Passage for review:
++++++++++++++++++++

63: The Past
Nostalgia was a word created from Ancient Greek by 17th Century Swiss physician Joannes Hofer to describe a disease. His patients, soldiers stationed far from Switzerland, suffered nausea, appetite loss, hallucinations, severe depression and fainting, caused by long periods of time spent away from home.
Nostos -- homecoming. Algia -- pain.
Throughout the 18th and 19th Centuries a physical cause for nostalgia was searched for. The detrimental effects of the disease that swept through troops engaged in wars and occupations overseas made it a priority to find and cure for this "hypochondria of the heart"; a sickness that seemingly thrived on its own symptoms, worsening and strengthening of its own volition, with no cure except the obvious; sending patients home saw immediate improvements.
Nostalgia is looked at now less as a disease and more as a common curiosity. We miss things we can't return to, and we talk about them often: the past, our childhoods, homes we used to live in, food and drink we used to enjoy that have changed their recipes or disappeared from our shelves forever.

++++++++++++++++++++

Stored data entries:
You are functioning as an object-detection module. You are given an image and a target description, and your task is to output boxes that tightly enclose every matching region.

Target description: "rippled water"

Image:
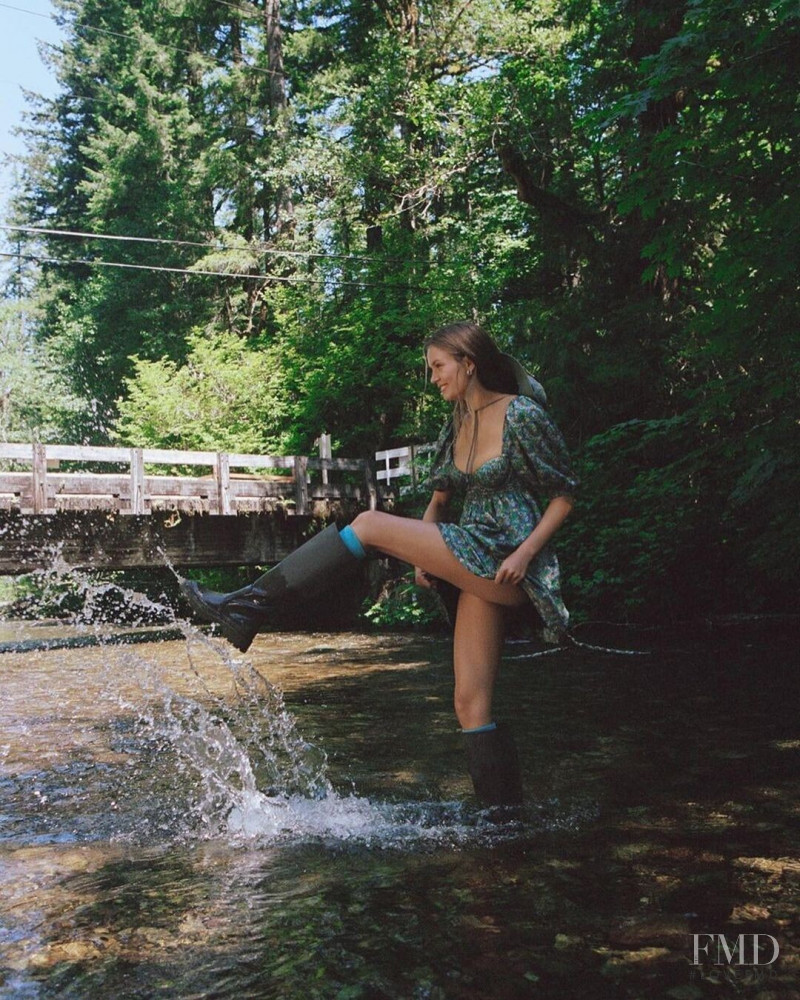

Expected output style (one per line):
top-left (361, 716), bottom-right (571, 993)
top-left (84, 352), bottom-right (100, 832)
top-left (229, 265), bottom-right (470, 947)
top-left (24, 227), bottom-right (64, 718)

top-left (0, 580), bottom-right (800, 1000)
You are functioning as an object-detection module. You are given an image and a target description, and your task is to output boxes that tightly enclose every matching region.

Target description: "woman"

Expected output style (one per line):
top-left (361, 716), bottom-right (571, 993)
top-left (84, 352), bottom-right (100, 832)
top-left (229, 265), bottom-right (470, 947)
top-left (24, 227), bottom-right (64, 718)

top-left (183, 323), bottom-right (576, 806)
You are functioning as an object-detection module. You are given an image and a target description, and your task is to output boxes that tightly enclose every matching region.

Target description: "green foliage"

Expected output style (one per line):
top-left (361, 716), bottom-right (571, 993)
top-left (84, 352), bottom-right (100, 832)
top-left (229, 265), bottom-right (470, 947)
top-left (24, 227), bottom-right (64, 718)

top-left (112, 331), bottom-right (287, 454)
top-left (361, 575), bottom-right (444, 629)
top-left (7, 0), bottom-right (800, 618)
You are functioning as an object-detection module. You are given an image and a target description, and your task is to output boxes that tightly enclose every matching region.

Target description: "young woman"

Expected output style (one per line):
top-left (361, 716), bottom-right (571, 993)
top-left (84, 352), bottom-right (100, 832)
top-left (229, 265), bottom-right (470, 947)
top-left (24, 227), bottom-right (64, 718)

top-left (183, 323), bottom-right (576, 806)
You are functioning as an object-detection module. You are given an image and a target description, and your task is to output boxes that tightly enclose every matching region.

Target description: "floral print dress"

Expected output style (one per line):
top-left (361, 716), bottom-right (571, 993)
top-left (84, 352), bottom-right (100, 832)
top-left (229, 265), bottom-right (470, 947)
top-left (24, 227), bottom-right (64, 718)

top-left (428, 396), bottom-right (578, 642)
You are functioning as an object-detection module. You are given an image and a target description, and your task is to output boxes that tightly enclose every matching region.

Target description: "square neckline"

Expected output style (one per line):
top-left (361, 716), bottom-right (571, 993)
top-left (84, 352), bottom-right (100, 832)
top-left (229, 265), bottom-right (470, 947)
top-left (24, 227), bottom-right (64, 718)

top-left (450, 393), bottom-right (519, 476)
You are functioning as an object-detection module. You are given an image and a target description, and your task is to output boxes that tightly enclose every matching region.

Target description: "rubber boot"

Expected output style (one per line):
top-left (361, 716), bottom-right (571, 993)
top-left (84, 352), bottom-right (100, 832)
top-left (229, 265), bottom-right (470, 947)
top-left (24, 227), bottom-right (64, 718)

top-left (181, 524), bottom-right (360, 653)
top-left (464, 724), bottom-right (522, 820)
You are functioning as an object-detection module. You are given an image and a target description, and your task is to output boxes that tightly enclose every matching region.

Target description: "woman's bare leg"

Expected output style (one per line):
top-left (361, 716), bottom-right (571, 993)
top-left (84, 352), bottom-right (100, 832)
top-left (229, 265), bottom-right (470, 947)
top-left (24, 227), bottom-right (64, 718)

top-left (453, 591), bottom-right (505, 729)
top-left (351, 510), bottom-right (526, 606)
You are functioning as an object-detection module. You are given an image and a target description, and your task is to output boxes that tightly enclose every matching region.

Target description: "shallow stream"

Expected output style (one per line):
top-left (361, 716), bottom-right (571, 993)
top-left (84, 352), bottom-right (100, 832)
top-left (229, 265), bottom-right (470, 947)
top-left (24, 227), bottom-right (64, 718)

top-left (0, 588), bottom-right (800, 1000)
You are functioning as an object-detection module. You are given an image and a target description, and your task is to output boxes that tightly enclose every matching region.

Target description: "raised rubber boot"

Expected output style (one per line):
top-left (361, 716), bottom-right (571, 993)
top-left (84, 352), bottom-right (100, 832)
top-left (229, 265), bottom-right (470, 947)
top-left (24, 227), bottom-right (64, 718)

top-left (464, 724), bottom-right (522, 820)
top-left (181, 524), bottom-right (360, 653)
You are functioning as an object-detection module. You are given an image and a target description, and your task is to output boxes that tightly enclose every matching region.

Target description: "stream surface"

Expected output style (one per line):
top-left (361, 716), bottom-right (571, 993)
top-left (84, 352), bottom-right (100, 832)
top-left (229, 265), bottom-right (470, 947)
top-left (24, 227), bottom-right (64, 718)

top-left (0, 596), bottom-right (800, 1000)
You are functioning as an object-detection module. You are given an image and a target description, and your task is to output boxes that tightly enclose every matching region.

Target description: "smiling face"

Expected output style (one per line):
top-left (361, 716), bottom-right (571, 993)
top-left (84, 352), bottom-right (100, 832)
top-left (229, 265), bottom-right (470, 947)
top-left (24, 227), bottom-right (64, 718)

top-left (426, 347), bottom-right (474, 403)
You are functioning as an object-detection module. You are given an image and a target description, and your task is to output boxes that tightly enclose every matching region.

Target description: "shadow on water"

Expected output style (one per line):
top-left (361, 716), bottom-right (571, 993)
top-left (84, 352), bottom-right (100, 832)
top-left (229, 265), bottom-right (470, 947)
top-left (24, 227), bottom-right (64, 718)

top-left (0, 572), bottom-right (800, 1000)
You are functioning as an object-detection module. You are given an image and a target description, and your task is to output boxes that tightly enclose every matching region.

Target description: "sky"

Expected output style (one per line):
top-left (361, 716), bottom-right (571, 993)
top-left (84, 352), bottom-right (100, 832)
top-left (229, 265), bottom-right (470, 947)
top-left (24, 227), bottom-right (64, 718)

top-left (0, 0), bottom-right (61, 217)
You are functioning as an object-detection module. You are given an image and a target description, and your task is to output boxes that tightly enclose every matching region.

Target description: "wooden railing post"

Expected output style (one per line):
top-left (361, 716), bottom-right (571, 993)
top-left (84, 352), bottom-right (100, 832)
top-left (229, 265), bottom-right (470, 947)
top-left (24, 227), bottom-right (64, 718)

top-left (364, 456), bottom-right (378, 510)
top-left (319, 431), bottom-right (333, 486)
top-left (131, 448), bottom-right (145, 514)
top-left (214, 451), bottom-right (233, 514)
top-left (294, 455), bottom-right (308, 514)
top-left (33, 442), bottom-right (47, 514)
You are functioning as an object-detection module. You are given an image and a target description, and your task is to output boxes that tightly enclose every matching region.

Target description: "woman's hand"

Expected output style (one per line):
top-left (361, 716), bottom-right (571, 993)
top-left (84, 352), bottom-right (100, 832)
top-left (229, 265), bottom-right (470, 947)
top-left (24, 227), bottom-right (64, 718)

top-left (494, 549), bottom-right (531, 585)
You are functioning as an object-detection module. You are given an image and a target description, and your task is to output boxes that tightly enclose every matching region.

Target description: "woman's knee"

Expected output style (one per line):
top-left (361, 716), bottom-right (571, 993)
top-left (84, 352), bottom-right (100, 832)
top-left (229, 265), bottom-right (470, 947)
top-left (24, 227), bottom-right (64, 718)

top-left (453, 686), bottom-right (492, 729)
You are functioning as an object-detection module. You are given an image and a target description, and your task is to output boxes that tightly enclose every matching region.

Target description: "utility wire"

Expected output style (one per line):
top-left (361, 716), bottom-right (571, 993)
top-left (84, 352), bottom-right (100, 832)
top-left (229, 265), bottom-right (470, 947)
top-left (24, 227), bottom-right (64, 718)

top-left (0, 223), bottom-right (432, 264)
top-left (0, 251), bottom-right (455, 292)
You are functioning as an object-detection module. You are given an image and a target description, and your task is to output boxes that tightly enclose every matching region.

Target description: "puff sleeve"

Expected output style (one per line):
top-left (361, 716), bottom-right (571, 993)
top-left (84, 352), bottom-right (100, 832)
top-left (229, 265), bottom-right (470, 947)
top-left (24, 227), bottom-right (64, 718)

top-left (425, 418), bottom-right (453, 490)
top-left (506, 396), bottom-right (578, 500)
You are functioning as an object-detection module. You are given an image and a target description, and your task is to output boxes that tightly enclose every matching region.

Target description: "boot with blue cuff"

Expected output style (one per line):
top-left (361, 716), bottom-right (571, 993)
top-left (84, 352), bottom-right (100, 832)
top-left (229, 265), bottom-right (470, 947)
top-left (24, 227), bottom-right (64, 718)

top-left (181, 524), bottom-right (366, 653)
top-left (462, 722), bottom-right (522, 822)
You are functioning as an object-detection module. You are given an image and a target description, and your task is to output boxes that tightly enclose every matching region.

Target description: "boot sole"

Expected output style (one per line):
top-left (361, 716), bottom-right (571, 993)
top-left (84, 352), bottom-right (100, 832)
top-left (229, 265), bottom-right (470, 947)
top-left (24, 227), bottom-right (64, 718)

top-left (181, 580), bottom-right (257, 653)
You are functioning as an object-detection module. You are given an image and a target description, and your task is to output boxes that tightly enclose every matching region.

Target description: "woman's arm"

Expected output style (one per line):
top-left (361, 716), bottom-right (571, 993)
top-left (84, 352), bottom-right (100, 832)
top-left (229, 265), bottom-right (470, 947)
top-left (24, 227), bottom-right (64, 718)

top-left (414, 490), bottom-right (450, 587)
top-left (495, 496), bottom-right (572, 584)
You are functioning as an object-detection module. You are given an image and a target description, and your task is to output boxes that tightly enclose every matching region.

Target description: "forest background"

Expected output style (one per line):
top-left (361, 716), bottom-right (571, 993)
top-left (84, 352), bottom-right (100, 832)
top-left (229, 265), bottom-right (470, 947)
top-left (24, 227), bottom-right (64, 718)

top-left (0, 0), bottom-right (800, 621)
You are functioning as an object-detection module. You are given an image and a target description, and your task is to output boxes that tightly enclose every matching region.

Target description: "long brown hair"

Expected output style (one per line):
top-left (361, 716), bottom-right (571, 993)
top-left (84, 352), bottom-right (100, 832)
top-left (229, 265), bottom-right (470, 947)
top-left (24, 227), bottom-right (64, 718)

top-left (423, 320), bottom-right (519, 432)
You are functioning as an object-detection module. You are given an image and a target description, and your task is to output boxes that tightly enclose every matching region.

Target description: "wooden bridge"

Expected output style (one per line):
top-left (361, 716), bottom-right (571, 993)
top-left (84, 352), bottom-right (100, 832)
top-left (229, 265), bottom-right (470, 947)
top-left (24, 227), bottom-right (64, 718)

top-left (0, 434), bottom-right (432, 574)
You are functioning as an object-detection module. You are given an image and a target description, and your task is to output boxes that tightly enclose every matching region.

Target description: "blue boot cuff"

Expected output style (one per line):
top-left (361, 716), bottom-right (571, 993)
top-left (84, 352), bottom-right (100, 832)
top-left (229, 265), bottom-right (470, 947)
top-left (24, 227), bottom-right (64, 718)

top-left (339, 524), bottom-right (367, 559)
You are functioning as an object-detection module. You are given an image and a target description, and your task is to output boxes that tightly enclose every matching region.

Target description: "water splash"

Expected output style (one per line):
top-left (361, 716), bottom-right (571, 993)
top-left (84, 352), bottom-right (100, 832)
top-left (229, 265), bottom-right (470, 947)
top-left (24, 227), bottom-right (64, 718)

top-left (0, 560), bottom-right (586, 849)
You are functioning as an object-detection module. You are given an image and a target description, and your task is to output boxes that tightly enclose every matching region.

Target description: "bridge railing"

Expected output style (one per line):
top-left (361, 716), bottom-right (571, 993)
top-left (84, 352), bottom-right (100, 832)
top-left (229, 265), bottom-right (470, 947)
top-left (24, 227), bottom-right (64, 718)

top-left (0, 434), bottom-right (378, 515)
top-left (375, 444), bottom-right (434, 489)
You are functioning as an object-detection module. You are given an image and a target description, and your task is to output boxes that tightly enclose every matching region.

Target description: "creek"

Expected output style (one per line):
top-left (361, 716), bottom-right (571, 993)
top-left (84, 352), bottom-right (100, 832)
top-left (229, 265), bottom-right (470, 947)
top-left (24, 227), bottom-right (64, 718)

top-left (0, 580), bottom-right (800, 1000)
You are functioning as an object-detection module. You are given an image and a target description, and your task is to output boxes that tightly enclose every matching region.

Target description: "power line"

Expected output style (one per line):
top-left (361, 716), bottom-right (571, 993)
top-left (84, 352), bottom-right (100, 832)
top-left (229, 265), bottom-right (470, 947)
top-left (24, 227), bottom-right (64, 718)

top-left (0, 223), bottom-right (424, 264)
top-left (0, 251), bottom-right (455, 292)
top-left (0, 3), bottom-right (285, 77)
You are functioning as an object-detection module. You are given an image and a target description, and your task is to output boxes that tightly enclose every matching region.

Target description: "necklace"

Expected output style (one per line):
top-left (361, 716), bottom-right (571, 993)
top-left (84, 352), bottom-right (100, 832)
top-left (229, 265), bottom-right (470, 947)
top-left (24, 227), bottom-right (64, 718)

top-left (466, 396), bottom-right (505, 475)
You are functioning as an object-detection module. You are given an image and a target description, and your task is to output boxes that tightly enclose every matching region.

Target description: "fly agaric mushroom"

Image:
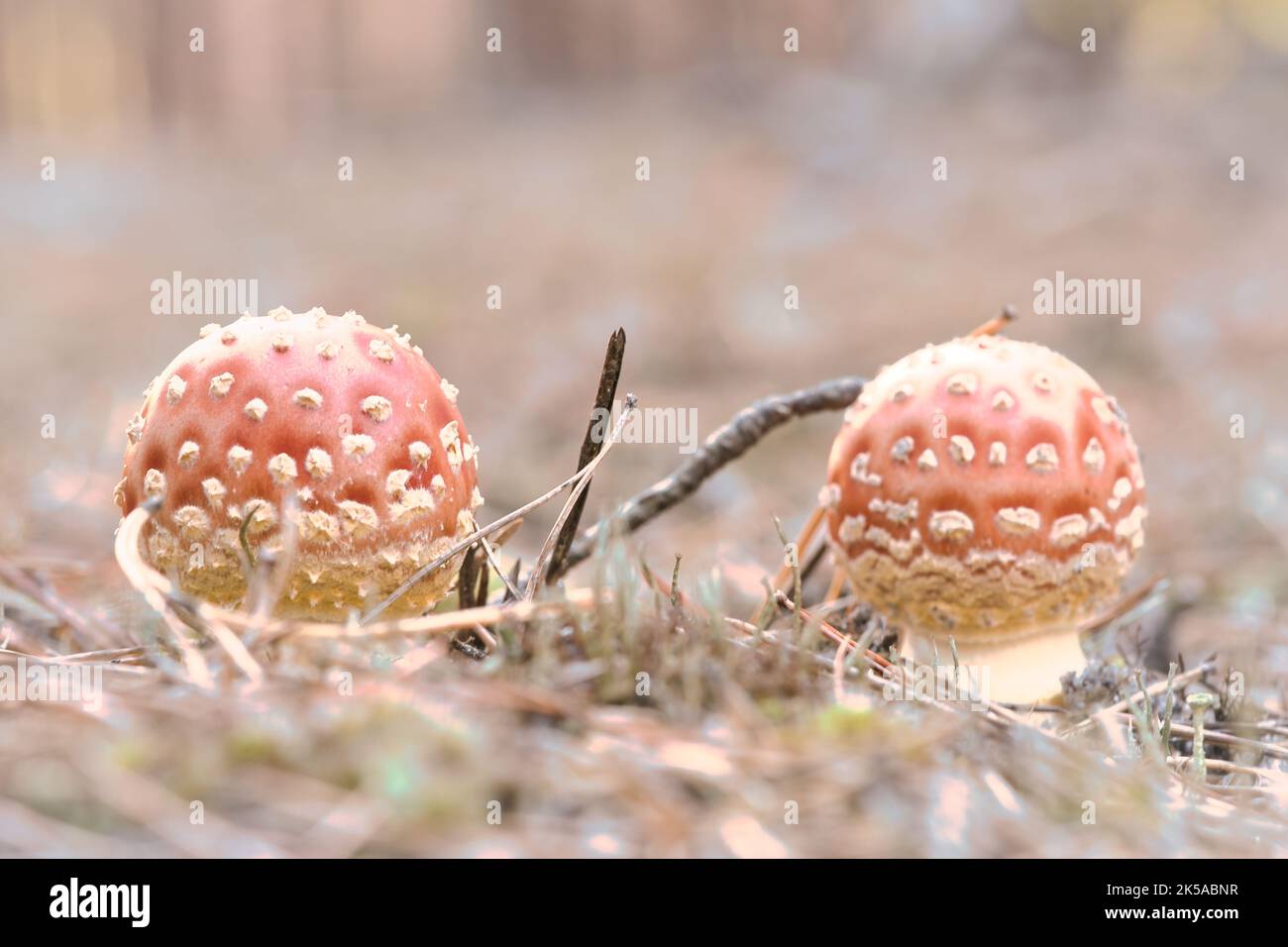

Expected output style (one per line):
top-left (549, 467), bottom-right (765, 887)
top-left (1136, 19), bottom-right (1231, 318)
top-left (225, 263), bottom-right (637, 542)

top-left (116, 308), bottom-right (483, 617)
top-left (820, 335), bottom-right (1145, 702)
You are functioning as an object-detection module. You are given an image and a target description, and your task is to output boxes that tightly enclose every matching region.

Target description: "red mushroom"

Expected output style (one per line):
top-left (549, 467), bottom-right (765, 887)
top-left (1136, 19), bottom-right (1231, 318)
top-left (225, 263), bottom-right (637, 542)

top-left (821, 335), bottom-right (1145, 702)
top-left (116, 308), bottom-right (483, 617)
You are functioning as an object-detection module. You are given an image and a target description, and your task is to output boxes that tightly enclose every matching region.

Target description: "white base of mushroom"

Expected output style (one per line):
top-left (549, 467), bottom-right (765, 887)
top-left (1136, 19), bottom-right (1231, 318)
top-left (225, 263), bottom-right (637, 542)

top-left (899, 625), bottom-right (1087, 703)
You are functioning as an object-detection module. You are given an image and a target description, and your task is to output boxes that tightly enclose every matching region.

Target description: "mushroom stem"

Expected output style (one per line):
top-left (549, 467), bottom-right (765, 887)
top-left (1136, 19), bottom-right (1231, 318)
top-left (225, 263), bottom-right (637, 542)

top-left (899, 625), bottom-right (1087, 703)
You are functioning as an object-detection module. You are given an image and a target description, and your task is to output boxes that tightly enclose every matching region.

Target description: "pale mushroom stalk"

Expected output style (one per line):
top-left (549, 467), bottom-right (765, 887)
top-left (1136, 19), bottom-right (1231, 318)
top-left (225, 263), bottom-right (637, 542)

top-left (899, 625), bottom-right (1087, 703)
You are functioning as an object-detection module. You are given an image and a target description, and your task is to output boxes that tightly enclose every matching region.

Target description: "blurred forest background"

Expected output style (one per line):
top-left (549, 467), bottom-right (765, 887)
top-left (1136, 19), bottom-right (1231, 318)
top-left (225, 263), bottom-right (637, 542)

top-left (0, 0), bottom-right (1288, 674)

++++++++++++++++++++

Work order: Print, word for word, the stretch of the passage on nostalgia above from "Nostalgia is looked" through "our shelves forever.".

Exercise solution:
Nostalgia is looked at now less as a disease and more as a common curiosity. We miss things we can't return to, and we talk about them often: the past, our childhoods, homes we used to live in, food and drink we used to enjoy that have changed their recipes or disappeared from our shelves forever.